Start Input for this task

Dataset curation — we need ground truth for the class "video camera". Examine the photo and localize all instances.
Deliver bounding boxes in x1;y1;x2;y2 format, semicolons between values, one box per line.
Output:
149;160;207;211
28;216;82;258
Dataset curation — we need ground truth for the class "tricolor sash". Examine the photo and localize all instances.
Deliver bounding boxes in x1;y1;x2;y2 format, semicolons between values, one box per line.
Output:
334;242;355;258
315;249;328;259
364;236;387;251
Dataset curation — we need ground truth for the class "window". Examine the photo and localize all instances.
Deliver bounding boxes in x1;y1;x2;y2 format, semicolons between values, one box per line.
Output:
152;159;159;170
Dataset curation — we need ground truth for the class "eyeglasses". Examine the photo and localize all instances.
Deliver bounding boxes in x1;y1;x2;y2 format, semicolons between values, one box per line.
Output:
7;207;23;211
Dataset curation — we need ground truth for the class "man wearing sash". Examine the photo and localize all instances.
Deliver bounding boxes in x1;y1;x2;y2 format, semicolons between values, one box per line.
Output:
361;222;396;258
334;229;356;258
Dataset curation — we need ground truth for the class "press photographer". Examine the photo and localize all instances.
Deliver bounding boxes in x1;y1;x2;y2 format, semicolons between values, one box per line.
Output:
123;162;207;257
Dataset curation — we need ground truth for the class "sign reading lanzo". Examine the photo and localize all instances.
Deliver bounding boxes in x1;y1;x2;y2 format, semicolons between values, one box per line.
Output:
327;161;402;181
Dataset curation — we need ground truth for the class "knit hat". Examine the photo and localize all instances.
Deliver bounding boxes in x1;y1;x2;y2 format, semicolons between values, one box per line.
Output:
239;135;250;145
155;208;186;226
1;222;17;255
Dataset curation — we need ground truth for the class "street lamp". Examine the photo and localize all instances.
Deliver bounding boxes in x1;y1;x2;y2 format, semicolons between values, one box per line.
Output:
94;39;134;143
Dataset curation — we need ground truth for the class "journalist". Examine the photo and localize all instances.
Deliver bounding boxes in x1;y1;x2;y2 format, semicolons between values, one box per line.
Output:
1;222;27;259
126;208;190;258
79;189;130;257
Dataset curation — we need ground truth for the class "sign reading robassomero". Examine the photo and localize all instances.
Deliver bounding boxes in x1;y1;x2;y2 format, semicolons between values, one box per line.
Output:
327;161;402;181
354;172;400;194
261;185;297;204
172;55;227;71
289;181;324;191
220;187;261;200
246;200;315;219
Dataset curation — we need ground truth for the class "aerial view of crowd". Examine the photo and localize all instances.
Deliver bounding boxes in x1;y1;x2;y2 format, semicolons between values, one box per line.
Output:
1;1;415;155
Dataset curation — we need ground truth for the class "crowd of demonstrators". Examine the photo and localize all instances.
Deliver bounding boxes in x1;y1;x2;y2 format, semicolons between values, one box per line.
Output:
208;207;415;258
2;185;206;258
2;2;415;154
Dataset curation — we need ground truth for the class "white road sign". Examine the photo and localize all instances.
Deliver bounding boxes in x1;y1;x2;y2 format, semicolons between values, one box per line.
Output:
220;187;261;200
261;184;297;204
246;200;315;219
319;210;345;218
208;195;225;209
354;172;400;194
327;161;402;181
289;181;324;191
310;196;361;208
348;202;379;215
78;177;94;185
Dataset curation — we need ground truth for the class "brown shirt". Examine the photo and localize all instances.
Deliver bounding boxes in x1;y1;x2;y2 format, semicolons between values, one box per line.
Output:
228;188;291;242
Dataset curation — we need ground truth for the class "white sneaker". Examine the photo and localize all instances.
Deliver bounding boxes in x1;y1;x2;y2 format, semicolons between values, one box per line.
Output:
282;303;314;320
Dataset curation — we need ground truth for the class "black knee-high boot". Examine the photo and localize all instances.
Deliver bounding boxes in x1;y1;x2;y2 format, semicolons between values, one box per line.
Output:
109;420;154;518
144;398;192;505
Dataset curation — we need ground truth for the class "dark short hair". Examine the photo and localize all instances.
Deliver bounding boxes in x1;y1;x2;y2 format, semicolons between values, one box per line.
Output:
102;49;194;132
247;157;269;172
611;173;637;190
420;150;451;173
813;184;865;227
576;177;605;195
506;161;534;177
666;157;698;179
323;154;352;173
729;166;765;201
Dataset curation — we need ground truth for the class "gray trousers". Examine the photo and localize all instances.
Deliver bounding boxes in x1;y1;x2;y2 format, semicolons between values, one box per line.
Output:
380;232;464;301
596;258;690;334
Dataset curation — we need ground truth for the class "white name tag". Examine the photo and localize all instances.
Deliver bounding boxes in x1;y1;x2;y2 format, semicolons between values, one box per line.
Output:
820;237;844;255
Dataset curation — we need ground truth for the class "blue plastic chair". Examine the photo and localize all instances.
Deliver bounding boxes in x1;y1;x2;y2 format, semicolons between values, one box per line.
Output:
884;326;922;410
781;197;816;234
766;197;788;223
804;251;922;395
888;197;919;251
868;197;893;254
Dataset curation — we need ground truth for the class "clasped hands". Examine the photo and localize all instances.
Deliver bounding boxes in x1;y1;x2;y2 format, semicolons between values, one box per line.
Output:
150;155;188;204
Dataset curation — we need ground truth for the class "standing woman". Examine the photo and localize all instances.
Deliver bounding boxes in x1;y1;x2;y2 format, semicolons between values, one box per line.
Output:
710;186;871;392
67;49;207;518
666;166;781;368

End Input for this task

* [What the exercise asks]: Copy all of the material above line for line, changing nothing.

* [Result]:
Dataset curation — we need ground truth for the class "video camera". Examine the photo and localize all instances.
Deliver bounding boxes in x1;y1;x2;y2 format, semicolons between values, one box per line.
Output:
149;160;207;211
28;216;82;258
Dataset curation — we need ground truth for the class "tricolor sash". Examine the photo and localize all instances.
Deliver bounding boxes in x1;y1;x2;y2 format, semicolons between values, one box per line.
Output:
334;242;355;258
315;249;328;259
364;236;387;251
Dataset curation — we need ground truth for the class "window". Examine the photo and localize all instances.
Deliver bounding boxes in x1;y1;x2;y2 format, semicolons between values, one box per line.
Output:
152;159;159;170
Dataset curation — we need ground truth for the class "eyeglasses". Examine the photo and localize all instances.
Deliver bounding boxes in x1;y1;x2;y2 format, semicolons between values, one box per line.
Output:
7;207;23;211
Dataset curation — we need ground truth for the class "man wearing sash". Examine the photo and localize all instances.
Deliver bounding boxes in x1;y1;x2;y2 format, semicolons between values, one box per line.
Output:
361;222;396;258
334;229;356;258
Dataset curation — we need ground truth for the class "press photographer". Examine the photo and localize all instances.
Deliver bounding boxes in x1;y1;x2;y2 format, semicolons between values, one box per line.
Output:
123;162;207;257
Dataset curation — we need ground truth for the class "sign reading lanzo". Examine the photo and localize all instances.
Deliver bounding boxes in x1;y1;x2;y2 format, semicolons between values, one box per line.
Output:
327;161;402;181
Dataset curation — we need ground truth for the class "knit hat". Examine the photo and localize all instances.
Deliver bounding boxes in x1;y1;x2;y2 format, semicolons between values, one box per line.
Output:
239;135;250;145
155;208;186;226
1;222;17;255
Dataset curation — we need ground truth for the class "street lamp". Examine the photo and localize all instances.
Deliver bounding boxes in x1;y1;x2;y2 format, semicolons between values, one box per line.
Output:
94;39;134;143
Dataset curation — we need ground truth for the class "journalist". Examine the photo and localize all instances.
Deliver bounding boxes in x1;y1;x2;y2 format, semicolons between values, one box per line.
Output:
1;222;27;259
126;208;190;258
79;189;130;257
Dataset curation — we need ground truth for the class "sign reading robassomero". Examine the photo and localize all instances.
Deliver bounding boxes in x1;y1;x2;y2 format, semicolons between values, one box per line.
Output:
327;161;402;181
354;172;400;194
261;185;297;204
172;55;227;71
289;181;324;191
220;187;261;200
246;200;315;219
Dataset curation — we need ground truth for the class "aerial view of crowd". Examine the photo and localize all instances.
Deliver bounding boxes in x1;y1;x2;y2 format, semicolons between values, one box per line.
Output:
1;1;415;155
Dataset curation — we need ground truth for the class "crowd of demonstrators". Examine the photo and localize all instances.
Deliver bounding boxes in x1;y1;x2;y2 format, semicolons between values, one box per line.
Output:
208;207;415;258
2;185;206;258
2;2;415;154
Dataset curation — we need ground truth for the class "white road sign". Examine the photo and localize all instances.
Deliver bounding boxes in x1;y1;x2;y2 format, semicolons between values, one box per line.
Output:
220;187;261;200
261;184;297;204
246;200;315;219
319;210;345;218
208;195;225;209
354;172;400;194
327;161;402;181
289;181;324;191
310;196;361;208
348;202;379;215
78;177;94;185
Dataset curation — we need ground truth for the class "brown shirt". Examine the photo and localize all instances.
Deliver bounding boxes in x1;y1;x2;y2 format, semicolons between values, one box per line.
Output:
228;188;291;242
Dataset curation — we need ground truth for the class "white sneaker". Examine the photo and localize all instances.
Deliver bounding boxes in x1;y1;x2;y2 format, semicolons between values, one box per line.
Output:
282;303;314;320
Dataset curation — we need ground truth for the class "black knee-high boot". Examine the photo and localize all instances.
Deliver bounding boxes in x1;y1;x2;y2 format, semicolons between values, one box per line.
Output:
109;420;154;518
144;398;192;505
Dataset curation — we need ground truth for the class "dark short hair". Examine the photo and localize all instances.
Deliver bounding boxes in x1;y1;x2;y2 format, semicolons between values, one box per line.
Output:
102;49;194;132
247;157;269;172
611;173;637;190
420;150;451;173
813;184;865;227
576;177;605;195
506;161;534;177
666;157;698;179
323;154;352;173
729;166;765;201
Dataset curation — we need ground truth for the class "gray trousers". Examine the photo and localize all instances.
Deliver bounding boxes in x1;y1;x2;y2 format, semicolons between values, one box per line.
Output:
380;232;464;301
596;258;690;334
Dataset curation — we need ground truth for the class "white name tag". Examine the photo and localize all instances.
Deliver bounding boxes in x1;y1;x2;y2 format, semicolons between values, one box per line.
Output:
820;237;844;255
Dataset curation — we need ground truth for the class "blue plastic chair". Examine the photo and localize all instances.
Deliver bounding boxes in x1;y1;x2;y2 format, semicolons between values, one box per line.
Output:
884;326;922;410
781;197;816;234
766;197;788;223
804;251;922;395
888;197;919;251
868;197;893;254
Dataset curation — we need ground truth for the class "clasped hands". Examine the photo and localize all instances.
Deliver bounding boxes in x1;y1;x2;y2 format, semicolons between values, one box per line.
Output:
150;155;188;204
Dataset curation — we need ground truth for the class "standing woman". Examine the photo and localize all instances.
Deliver bounding boxes in x1;y1;x2;y2 format, semicolons between values, one box per line.
Output:
710;186;871;392
67;49;207;518
666;166;781;368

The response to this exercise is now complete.